Draeseke's Violin Concerto - click  to enlarge in new window.

From the title of this paper one may correctly assume that it is an account of research in progress, of research which will not end until it has been definitely established if the orchestral score and (presumed) set of parts for the Concerto in E minor for Violin and Orchestra, WoO 15 of Felix Draeseke are still in existence (and where) or whether they have been irretrievably lost. Has the concerto completely disappeared? This question can be answered with a qualified "no", and what follows is a report on the facts relevant to this answer.

Felix Draeseke (1835-1913) wrote very little for solo instrument and orchestra. There are, in fact, only four: the Concerto in E flat major for Piano and Orchestra, Op. 36 (1886), the Symphonic Andante (Symphonisches Andante) for Cello and Orchestra, WoO 11 (1876), the Concerto in E minor for Violin and Orchestra, WoO 15 (1881) and a work for solo harp and orchestra, Feenzauber (Fairy Magic), WoO 36 (1910) which, like the violin concerto, has remained unperformed to this day. Only the piano concerto has appeared in print, though a movement of the violin concerto was published in an arrangement for violin and keyboard in 1915 (more about that later). The Symphonic Andante, though performed in 1935 at a concert in Coburg honoring his 100th birthday, was never published, for the work poses a perplexing problem: although the score is complete (and musically magnificent!), its rondo-like outline requires the cellist to either improvise or write out his or her own cadenzas between sections, something about which Draeseke is emphatic in the manuscript orchestral score. The version used in its 1935 premiere is still extant, but the question of the supplemental work required by a cellist remains a hurdle for any considerations of publication.

There is minimal correspondence by Draeseke concerning his Violin Concerto in E minor, WoO 15, but that which is preserved in the Draeseke holdings of the Saxon State Library (Sächsische Landes- und Universitätsbibliothek [SLUB]), Dresden reveals that he regarded the concerto highly and held hopes for its success almost to the end of his career. From the composer’s own documentation we know that the composition of the concerto was reasonably fast. The first movement, Allegro appassionata (4/4), was begun in early spring 1881 and was completed on the 1st of May that year. The second movement Adagio (3/4) and third movement Allegro con brio e vivace (3/4) carry the respective completion dates of July 12th and July 14th, or about two and a half months after the first movement.

....

● Written problem 1: Repeat, word for word, the stretch of the Draeseke violin concerto text from "There is minimal" through "the first movement.".
● Written problem 2: According to the Draeseke violin concerto text, why has the Symphonic Andante for Cello and Orchestra never been published?
● Written problem 3: Write the next part of the text on Draeseke's violin concerto, starting after its last sentence.
You can ignore the rows entirely.

....

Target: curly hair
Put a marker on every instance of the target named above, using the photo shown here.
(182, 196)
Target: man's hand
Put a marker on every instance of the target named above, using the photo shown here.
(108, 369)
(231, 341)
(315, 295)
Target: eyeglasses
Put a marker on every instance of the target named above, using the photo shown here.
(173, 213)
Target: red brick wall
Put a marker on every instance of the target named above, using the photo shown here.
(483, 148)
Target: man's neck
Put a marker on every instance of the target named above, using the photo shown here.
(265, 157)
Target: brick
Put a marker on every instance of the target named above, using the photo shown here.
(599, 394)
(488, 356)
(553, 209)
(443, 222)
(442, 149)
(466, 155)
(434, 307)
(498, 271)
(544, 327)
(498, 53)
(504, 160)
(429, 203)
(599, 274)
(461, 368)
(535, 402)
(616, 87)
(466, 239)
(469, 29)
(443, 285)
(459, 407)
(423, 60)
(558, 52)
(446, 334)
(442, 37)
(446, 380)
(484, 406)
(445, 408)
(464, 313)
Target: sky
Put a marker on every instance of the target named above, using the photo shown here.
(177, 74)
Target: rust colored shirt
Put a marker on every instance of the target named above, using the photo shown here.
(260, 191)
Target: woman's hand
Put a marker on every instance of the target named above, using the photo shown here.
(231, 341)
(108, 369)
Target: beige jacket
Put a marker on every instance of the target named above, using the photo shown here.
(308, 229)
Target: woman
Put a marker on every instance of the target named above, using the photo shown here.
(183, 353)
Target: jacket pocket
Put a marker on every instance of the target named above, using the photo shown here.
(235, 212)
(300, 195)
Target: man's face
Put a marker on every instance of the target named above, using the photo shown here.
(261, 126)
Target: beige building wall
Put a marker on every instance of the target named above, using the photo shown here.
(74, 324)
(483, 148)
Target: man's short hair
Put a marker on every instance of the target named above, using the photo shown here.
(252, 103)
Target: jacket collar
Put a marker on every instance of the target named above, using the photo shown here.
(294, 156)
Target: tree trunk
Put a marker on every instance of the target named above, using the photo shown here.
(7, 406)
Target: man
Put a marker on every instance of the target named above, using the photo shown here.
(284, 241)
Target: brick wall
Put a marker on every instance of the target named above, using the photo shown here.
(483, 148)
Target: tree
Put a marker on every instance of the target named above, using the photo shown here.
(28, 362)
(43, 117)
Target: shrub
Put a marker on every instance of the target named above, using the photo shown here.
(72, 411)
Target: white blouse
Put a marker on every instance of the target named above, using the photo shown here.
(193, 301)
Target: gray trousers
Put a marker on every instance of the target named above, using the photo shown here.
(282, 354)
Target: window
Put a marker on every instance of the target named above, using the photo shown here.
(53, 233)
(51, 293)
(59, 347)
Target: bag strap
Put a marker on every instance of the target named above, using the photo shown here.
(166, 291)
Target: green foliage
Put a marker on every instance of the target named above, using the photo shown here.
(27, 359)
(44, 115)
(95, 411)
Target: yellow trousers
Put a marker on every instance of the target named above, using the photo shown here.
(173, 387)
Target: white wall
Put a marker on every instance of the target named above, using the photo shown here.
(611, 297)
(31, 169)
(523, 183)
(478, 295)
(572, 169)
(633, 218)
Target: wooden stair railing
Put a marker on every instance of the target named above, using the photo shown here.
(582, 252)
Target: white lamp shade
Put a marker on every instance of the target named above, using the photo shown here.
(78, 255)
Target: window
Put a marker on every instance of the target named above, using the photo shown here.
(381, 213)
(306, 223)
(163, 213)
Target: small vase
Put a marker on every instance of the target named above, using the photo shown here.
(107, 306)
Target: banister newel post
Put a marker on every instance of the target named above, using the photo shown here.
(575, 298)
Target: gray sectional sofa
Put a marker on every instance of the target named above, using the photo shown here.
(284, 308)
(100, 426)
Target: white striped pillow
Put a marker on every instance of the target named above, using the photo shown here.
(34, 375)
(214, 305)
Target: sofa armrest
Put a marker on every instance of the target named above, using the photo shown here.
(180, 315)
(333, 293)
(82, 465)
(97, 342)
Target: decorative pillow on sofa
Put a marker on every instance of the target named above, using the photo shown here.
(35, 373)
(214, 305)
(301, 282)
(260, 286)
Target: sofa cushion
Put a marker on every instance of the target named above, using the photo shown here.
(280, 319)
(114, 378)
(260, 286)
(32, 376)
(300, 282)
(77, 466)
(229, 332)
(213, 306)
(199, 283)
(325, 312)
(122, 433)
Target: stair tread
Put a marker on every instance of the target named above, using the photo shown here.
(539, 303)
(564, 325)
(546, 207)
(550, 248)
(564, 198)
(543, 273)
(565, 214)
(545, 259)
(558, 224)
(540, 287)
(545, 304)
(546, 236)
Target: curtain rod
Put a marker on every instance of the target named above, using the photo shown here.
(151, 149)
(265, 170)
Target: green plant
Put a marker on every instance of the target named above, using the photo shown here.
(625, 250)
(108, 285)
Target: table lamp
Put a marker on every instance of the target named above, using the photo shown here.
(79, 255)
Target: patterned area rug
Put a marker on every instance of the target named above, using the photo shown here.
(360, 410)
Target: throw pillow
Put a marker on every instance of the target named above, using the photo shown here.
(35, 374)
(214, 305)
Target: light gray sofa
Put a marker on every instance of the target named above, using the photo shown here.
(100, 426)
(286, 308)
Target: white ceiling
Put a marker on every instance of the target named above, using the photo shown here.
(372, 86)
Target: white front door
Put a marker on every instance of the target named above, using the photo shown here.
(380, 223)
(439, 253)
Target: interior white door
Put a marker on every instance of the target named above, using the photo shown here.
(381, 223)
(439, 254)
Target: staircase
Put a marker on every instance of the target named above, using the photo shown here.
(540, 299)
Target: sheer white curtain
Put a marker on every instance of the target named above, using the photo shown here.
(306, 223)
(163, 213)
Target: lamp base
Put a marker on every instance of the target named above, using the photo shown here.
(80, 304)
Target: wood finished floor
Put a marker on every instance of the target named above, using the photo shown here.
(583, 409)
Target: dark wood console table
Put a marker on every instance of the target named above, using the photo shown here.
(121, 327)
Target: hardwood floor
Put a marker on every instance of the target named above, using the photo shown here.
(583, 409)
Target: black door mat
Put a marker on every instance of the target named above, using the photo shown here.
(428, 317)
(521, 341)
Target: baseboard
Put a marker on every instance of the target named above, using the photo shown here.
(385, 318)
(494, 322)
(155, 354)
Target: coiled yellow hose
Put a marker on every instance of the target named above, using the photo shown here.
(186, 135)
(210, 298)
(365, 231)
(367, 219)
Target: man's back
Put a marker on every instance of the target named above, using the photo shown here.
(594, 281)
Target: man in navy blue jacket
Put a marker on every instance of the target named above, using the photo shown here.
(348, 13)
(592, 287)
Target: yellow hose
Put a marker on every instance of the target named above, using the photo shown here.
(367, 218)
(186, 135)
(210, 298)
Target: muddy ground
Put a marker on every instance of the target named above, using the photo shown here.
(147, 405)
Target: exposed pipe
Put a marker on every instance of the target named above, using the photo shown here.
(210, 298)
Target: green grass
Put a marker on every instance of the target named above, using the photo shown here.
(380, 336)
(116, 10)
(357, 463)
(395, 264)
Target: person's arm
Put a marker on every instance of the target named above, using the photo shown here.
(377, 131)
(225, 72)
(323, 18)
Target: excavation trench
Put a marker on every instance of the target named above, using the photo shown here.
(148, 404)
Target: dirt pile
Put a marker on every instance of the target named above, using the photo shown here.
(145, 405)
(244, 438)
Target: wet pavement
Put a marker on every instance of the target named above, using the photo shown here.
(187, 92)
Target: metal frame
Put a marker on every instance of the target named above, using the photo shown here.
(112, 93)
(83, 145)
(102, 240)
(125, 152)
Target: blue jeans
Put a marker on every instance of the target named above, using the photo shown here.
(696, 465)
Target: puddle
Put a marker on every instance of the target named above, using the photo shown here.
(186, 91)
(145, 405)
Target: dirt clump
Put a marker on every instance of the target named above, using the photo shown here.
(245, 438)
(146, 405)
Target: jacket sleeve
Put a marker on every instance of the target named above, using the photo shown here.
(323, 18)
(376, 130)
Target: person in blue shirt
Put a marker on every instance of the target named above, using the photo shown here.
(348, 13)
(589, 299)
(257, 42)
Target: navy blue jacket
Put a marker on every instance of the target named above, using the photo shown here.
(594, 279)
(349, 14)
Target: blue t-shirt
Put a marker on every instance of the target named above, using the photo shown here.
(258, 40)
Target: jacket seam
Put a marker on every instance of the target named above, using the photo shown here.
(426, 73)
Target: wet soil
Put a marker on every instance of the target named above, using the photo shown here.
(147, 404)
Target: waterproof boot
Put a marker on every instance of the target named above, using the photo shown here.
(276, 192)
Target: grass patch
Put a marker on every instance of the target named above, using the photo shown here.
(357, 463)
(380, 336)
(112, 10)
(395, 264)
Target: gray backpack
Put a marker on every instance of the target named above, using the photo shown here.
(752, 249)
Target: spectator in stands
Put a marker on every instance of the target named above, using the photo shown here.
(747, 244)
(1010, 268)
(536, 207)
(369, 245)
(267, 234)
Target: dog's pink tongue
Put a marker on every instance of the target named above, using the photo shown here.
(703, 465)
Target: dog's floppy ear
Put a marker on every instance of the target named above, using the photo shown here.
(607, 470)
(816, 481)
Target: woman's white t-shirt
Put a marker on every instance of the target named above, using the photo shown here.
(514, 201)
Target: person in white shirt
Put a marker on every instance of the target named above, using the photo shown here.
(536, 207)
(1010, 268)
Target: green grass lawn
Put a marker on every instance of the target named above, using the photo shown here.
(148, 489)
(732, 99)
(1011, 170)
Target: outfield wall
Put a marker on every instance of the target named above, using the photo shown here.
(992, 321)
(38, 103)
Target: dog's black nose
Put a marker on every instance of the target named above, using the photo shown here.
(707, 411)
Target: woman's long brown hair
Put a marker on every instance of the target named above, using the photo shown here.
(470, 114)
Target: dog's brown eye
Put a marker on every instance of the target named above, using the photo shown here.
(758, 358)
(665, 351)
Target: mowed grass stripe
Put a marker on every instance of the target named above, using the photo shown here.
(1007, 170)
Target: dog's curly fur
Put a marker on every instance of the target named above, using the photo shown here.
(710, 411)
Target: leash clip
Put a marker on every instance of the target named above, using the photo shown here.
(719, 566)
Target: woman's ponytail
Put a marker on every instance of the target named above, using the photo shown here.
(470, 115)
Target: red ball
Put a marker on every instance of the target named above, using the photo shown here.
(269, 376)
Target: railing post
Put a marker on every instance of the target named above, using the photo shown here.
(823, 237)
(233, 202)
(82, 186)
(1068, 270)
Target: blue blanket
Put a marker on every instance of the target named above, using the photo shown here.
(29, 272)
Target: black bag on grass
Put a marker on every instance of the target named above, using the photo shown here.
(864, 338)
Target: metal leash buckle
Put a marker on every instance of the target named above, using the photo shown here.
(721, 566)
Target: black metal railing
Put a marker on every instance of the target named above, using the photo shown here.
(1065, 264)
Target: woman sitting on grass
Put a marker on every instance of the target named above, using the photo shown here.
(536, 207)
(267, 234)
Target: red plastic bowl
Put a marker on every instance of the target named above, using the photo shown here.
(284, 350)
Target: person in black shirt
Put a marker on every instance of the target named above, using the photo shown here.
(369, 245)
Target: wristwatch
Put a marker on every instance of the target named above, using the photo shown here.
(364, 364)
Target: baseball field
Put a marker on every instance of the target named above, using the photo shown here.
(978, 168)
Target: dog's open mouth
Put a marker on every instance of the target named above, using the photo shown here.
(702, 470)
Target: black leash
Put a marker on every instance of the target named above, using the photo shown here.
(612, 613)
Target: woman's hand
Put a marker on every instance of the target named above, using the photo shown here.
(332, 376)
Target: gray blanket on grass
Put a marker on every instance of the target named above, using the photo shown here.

....

● Exercise answer 1:
There is minimal correspondence by Draeseke concerning his Violin Concerto in E minor, WoO 15, but that which is preserved in the Draeseke holdings of the Saxon State Library (Sächsische Landes- und Universitätsbibliothek [SLUB]), Dresden reveals that he regarded the concerto highly and held hopes for its success almost to the end of his career. From the composer’s own documentation we know that the composition of the concerto was reasonably fast. The first movement, Allegro appassionata (4/4), was begun in early spring 1881 and was completed on the 1st of May that year. The second movement Adagio (3/4) and third movement Allegro con brio e vivace (3/4) carry the respective completion dates of July 12th and July 14th, or about two and a half months after the first movement.

● Exercise answer 2: Its rondo-like outline requires the cellist to improvise or write out his or her own cadenzas between sections, which Draeseke insists on in the manuscript orchestral score. That supplemental work by a cellist remains a hurdle for any considerations of publication.

● Exercise answer 3:
Why the violin concerto never achieved a complete performance during Draeseke’s lifetime seems inexplicable. If the composer seems to have lost some interest in it in the immediately succeeding years, such a state might be explained by the enormous exertions of the Symphonia Tragica (Symphony No. 3 in C major, Op. 40) and the opera Gudrun which followed close on the heels of the violin concerto and were his major preoccupations from 1882 to 1886. Why the violin concerto remains unperformed to date in its complete orchestral guise, can only be related by a series of unfortunate events culminating in the disappearance of the manuscript orchestral score sometime between 1941-45. To be sure, there is an arrangement of the concerto’s second movement Adagio for violin and keyboard published by Ries & Erler which dates to 1915, two years after Draeseke’s death and with evident approval of his widow Frida. This movement is the only section of the concerto which has ever been performed publicly – the first time while Draeseke was alive.

Eric Roeder, Draeseke’s first biographer, reports on page 94 in the second volume of his invaluable Felix Draeseke. Der Lebens- und Leidensweg eines deutschen Meisters (Felix Draeseke. The Path of Life and Suffering for a German Master, Berlin, 1937) that in April, 1886 the concertmaster of the Leipzig Gewandhaus Orchestra, Adolf Brodsky, performed the Adagio from manuscript "…bei einer geistlichen Abendmusik" (during an evening of musical meditation). Since there is no record of orchestral parts for the performance and since it took part in the Thomaskirche in Leipzig, one can assume that Brodsky was accompanied on piano or what seems even more likely, on organ. Although there is no record of Draeseke’s attendance, such cannot be excluded. Brodsky seems to have been only one of a handful of violinists who had expressed interest in Draeseke’s concerto at the time and the composer allowed Brodsky to retain the violin and piano reduction of it until October 1888, at which time he requested it to be returned: in a letter from 1881 [SLUB] to one of his aunts, Draeseke actually expressed his hope that August Wilhelmj would give the premiere – "…otherwise there are only Jews" – adding unapologetically later "...I’m a confirmed anti-Semite." Wilhelmj did indeed look at the score, but promises of collaborative revision never materialized and Draeseke's concerto eventually found its way back to its composer. Ironically thereafter, the aforementioned Adolf Brodsky – himself a Jew – appears as the only violinist of Draeseke's day to have actually publicly played any of the work – the Adagio – before Draeseke, in the hope of satisfying a prospective publisher, requested its return.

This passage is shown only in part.